◆ Goal of the exercise
Write out each of the following items word for word, without changing any line.

◆ Data
--- START ---
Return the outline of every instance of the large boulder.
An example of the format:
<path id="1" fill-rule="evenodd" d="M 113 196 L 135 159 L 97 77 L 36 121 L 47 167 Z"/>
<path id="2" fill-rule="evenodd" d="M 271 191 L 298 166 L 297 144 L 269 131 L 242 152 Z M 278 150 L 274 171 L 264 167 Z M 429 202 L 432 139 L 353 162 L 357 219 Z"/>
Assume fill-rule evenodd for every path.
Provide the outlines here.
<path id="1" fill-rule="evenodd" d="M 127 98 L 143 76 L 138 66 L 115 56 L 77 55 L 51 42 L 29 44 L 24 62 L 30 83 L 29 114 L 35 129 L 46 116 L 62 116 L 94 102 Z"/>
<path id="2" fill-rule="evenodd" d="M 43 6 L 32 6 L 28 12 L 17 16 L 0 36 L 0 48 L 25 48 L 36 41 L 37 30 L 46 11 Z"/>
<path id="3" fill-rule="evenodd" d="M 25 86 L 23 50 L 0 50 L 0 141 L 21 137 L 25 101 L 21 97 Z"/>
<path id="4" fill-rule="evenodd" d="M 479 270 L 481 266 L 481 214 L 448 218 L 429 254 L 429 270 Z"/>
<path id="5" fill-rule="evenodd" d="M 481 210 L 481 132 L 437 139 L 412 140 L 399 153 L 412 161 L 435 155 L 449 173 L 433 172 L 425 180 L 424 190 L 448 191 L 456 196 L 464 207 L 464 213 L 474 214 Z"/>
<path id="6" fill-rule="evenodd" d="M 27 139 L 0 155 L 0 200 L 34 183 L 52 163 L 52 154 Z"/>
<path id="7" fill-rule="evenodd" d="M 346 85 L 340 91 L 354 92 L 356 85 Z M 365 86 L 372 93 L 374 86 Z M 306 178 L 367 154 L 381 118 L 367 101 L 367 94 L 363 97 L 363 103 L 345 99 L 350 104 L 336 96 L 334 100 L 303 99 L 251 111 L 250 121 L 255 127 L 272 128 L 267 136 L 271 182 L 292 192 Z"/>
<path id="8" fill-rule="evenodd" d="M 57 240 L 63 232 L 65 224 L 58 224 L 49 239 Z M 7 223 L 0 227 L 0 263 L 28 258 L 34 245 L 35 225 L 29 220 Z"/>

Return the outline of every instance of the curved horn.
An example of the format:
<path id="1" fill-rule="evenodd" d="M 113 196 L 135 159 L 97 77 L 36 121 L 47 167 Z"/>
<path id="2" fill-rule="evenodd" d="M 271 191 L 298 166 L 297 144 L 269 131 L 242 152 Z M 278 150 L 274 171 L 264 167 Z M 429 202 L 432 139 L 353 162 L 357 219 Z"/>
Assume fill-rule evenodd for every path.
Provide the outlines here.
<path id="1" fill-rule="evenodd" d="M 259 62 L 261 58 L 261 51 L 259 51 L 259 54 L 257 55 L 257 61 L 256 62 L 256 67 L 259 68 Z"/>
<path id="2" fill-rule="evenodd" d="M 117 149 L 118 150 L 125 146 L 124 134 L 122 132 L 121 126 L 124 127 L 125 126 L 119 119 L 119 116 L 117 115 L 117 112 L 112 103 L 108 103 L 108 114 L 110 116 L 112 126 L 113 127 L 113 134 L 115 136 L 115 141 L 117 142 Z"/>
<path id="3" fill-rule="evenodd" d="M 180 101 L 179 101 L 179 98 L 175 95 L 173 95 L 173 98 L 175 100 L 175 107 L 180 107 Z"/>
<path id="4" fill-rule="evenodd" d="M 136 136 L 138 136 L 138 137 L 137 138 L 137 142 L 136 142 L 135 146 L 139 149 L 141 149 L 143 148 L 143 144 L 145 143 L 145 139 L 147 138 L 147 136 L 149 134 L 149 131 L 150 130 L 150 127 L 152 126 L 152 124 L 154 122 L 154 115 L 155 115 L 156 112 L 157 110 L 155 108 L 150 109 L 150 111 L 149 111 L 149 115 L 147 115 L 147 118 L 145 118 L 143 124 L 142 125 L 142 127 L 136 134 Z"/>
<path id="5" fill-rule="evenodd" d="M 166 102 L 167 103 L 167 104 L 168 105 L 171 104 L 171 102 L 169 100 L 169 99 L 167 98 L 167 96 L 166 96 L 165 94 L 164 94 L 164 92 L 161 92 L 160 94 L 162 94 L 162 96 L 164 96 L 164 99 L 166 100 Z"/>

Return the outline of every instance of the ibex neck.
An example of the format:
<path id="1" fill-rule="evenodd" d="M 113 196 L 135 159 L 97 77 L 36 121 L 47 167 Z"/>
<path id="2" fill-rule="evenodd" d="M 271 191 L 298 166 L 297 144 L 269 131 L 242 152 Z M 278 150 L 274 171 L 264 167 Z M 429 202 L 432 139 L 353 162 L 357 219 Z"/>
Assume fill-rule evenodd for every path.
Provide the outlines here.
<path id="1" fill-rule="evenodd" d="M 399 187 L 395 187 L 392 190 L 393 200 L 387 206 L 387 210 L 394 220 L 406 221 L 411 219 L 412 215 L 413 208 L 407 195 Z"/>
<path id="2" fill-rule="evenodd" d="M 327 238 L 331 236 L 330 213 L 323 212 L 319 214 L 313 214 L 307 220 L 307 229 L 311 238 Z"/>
--- END ---
◆ Task result
Return the outline of every instance of the large boulder.
An example of the format:
<path id="1" fill-rule="evenodd" d="M 113 196 L 135 159 L 97 77 L 36 121 L 47 167 Z"/>
<path id="2" fill-rule="evenodd" d="M 271 191 L 298 166 L 297 144 L 269 131 L 242 152 Z M 278 150 L 274 171 L 264 167 Z M 429 202 L 432 139 L 353 162 L 357 219 Z"/>
Assume fill-rule evenodd for every path.
Provide the outlines here.
<path id="1" fill-rule="evenodd" d="M 127 98 L 143 76 L 138 66 L 115 56 L 77 55 L 51 42 L 29 44 L 24 62 L 30 83 L 29 114 L 35 129 L 46 116 L 62 116 L 94 102 Z"/>
<path id="2" fill-rule="evenodd" d="M 43 6 L 32 6 L 28 12 L 17 16 L 0 36 L 0 48 L 25 48 L 36 41 L 37 30 L 46 11 Z"/>
<path id="3" fill-rule="evenodd" d="M 25 86 L 23 50 L 0 50 L 0 141 L 21 137 L 25 101 L 21 97 Z"/>
<path id="4" fill-rule="evenodd" d="M 479 270 L 481 266 L 481 214 L 448 218 L 429 254 L 429 270 Z"/>
<path id="5" fill-rule="evenodd" d="M 481 210 L 481 132 L 437 139 L 412 140 L 399 153 L 412 161 L 435 155 L 449 173 L 433 172 L 425 180 L 424 190 L 448 191 L 456 196 L 464 207 L 464 213 L 474 214 Z"/>
<path id="6" fill-rule="evenodd" d="M 27 139 L 0 155 L 0 200 L 34 183 L 52 163 L 52 154 Z"/>
<path id="7" fill-rule="evenodd" d="M 346 85 L 340 91 L 354 92 L 356 85 Z M 365 86 L 372 93 L 374 86 Z M 306 178 L 367 154 L 381 118 L 367 101 L 367 94 L 363 97 L 363 103 L 345 99 L 350 104 L 336 96 L 334 100 L 303 99 L 251 111 L 250 121 L 255 127 L 272 128 L 267 136 L 271 182 L 292 192 Z"/>
<path id="8" fill-rule="evenodd" d="M 57 240 L 63 232 L 65 224 L 58 224 L 49 239 Z M 7 223 L 0 227 L 0 263 L 28 258 L 34 245 L 35 225 L 29 220 Z"/>

Return the outline of every instance of the curved horn.
An example of the format:
<path id="1" fill-rule="evenodd" d="M 113 196 L 135 159 L 97 77 L 36 121 L 47 167 Z"/>
<path id="2" fill-rule="evenodd" d="M 271 191 L 298 166 L 297 144 L 269 131 L 242 152 Z M 278 150 L 274 171 L 264 167 Z M 429 202 L 432 139 L 353 162 L 357 219 Z"/>
Assume fill-rule evenodd for every path.
Provide the outlines here.
<path id="1" fill-rule="evenodd" d="M 259 62 L 261 58 L 261 51 L 259 51 L 259 54 L 257 55 L 257 61 L 256 62 L 256 67 L 259 68 Z"/>
<path id="2" fill-rule="evenodd" d="M 117 149 L 118 150 L 125 146 L 124 134 L 122 132 L 121 126 L 124 127 L 125 126 L 119 119 L 119 116 L 117 115 L 117 112 L 112 103 L 108 103 L 108 114 L 110 116 L 112 126 L 113 127 L 113 134 L 115 136 L 115 141 L 117 142 Z"/>
<path id="3" fill-rule="evenodd" d="M 180 101 L 179 101 L 179 98 L 175 95 L 173 95 L 173 98 L 175 100 L 175 107 L 180 107 Z"/>
<path id="4" fill-rule="evenodd" d="M 136 136 L 138 136 L 138 137 L 137 138 L 137 142 L 136 142 L 135 146 L 139 149 L 141 149 L 143 148 L 143 144 L 145 143 L 145 139 L 147 138 L 147 136 L 149 134 L 149 131 L 150 130 L 150 127 L 152 126 L 152 124 L 154 122 L 154 115 L 155 115 L 156 112 L 157 110 L 155 108 L 150 109 L 150 111 L 149 111 L 149 115 L 147 115 L 147 118 L 145 118 L 143 124 L 142 125 L 142 127 L 136 134 Z"/>
<path id="5" fill-rule="evenodd" d="M 166 102 L 167 103 L 167 104 L 168 105 L 171 104 L 171 102 L 169 100 L 169 99 L 167 98 L 167 96 L 166 96 L 165 94 L 164 94 L 164 92 L 161 92 L 160 94 L 162 94 L 162 96 L 164 96 L 164 99 L 166 100 Z"/>

Return the outline of every instance of the ibex neck.
An example of the format:
<path id="1" fill-rule="evenodd" d="M 113 196 L 135 159 L 97 77 L 36 121 L 47 167 Z"/>
<path id="2" fill-rule="evenodd" d="M 271 191 L 298 166 L 297 144 L 269 131 L 242 152 Z M 278 150 L 274 171 L 264 167 Z M 429 202 L 432 139 L 353 162 L 357 219 Z"/>
Assume fill-rule evenodd for every path.
Provide the outlines here.
<path id="1" fill-rule="evenodd" d="M 399 187 L 395 187 L 392 190 L 393 200 L 387 206 L 387 210 L 394 220 L 406 221 L 411 219 L 412 215 L 413 208 L 407 195 Z"/>
<path id="2" fill-rule="evenodd" d="M 327 238 L 331 236 L 330 213 L 323 212 L 319 214 L 313 214 L 307 220 L 307 229 L 311 238 Z"/>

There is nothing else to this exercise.